- [WHAT YOU NEED TO DO] Rewrite the lines of each item below as a JSON list of strings, one string per line, leaving out blank lines.

# SOURCE DATA start

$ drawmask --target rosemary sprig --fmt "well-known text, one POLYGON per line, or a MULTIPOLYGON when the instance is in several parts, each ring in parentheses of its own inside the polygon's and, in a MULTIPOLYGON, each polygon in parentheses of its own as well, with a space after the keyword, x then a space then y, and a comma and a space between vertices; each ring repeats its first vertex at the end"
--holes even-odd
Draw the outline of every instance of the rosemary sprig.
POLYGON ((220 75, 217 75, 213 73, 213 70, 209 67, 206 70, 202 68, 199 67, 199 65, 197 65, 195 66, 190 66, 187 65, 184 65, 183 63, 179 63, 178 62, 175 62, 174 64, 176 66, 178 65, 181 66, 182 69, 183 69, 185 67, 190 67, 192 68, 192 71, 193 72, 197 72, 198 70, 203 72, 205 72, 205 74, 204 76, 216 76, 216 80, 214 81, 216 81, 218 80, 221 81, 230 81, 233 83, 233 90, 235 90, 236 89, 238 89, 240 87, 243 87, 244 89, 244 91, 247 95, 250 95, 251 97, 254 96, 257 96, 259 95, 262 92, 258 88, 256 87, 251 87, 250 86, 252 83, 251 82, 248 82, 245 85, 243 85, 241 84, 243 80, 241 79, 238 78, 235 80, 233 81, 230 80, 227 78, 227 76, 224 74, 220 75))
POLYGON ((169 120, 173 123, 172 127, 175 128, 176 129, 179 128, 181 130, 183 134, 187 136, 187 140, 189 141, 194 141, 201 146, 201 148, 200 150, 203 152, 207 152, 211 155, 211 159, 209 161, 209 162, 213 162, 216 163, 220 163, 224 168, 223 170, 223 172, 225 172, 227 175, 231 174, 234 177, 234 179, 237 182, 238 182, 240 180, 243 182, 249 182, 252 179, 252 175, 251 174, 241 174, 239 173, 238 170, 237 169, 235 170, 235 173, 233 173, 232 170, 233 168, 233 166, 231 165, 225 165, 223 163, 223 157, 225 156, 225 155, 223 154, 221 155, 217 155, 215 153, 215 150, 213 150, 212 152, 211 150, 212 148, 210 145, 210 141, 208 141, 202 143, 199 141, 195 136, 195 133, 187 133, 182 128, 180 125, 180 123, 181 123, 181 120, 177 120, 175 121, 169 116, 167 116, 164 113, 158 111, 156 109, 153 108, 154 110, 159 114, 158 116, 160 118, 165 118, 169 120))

# SOURCE DATA end

- [COMPLETED EXERCISE]
[
  "$ drawmask --target rosemary sprig --fmt \"well-known text, one POLYGON per line, or a MULTIPOLYGON when the instance is in several parts, each ring in parentheses of its own inside the polygon's and, in a MULTIPOLYGON, each polygon in parentheses of its own as well, with a space after the keyword, x then a space then y, and a comma and a space between vertices; each ring repeats its first vertex at the end\"",
  "--holes even-odd",
  "Draw the outline of every instance of the rosemary sprig.",
  "POLYGON ((220 75, 217 75, 213 73, 213 70, 209 67, 206 70, 202 68, 199 67, 199 65, 197 65, 195 66, 190 66, 187 65, 184 65, 183 63, 179 63, 178 62, 175 62, 174 64, 176 66, 178 65, 181 66, 182 69, 183 69, 185 67, 190 67, 192 68, 192 71, 193 72, 197 72, 198 70, 203 72, 205 72, 205 74, 204 76, 216 76, 216 80, 214 81, 216 81, 218 80, 221 81, 230 81, 233 83, 233 90, 235 90, 236 89, 238 89, 240 87, 243 87, 244 89, 244 91, 247 95, 250 95, 251 97, 254 96, 257 96, 259 95, 262 92, 258 88, 256 87, 251 87, 250 86, 252 83, 251 82, 248 82, 245 85, 243 85, 241 84, 243 80, 241 79, 238 78, 235 80, 233 81, 230 80, 227 78, 227 76, 224 74, 220 75))",
  "POLYGON ((169 120, 173 123, 172 127, 175 128, 176 129, 179 128, 181 130, 183 134, 187 136, 187 140, 189 141, 194 141, 201 146, 201 148, 200 150, 203 152, 207 152, 211 155, 211 159, 209 161, 209 162, 213 162, 216 163, 220 163, 224 168, 223 170, 223 172, 225 172, 227 175, 231 174, 234 177, 234 179, 237 182, 238 182, 240 180, 243 182, 249 182, 252 179, 252 175, 251 174, 241 174, 239 173, 238 170, 237 169, 235 170, 235 173, 233 173, 232 170, 233 168, 233 166, 231 165, 225 165, 223 163, 223 157, 225 156, 225 155, 223 154, 221 155, 217 155, 215 153, 215 150, 213 150, 212 152, 211 150, 212 148, 210 145, 210 141, 208 141, 202 143, 199 141, 195 136, 195 133, 187 133, 182 128, 180 125, 180 123, 181 123, 181 120, 177 120, 175 121, 169 116, 167 116, 164 113, 158 111, 156 109, 153 108, 154 110, 159 114, 158 116, 160 118, 165 118, 169 120))"
]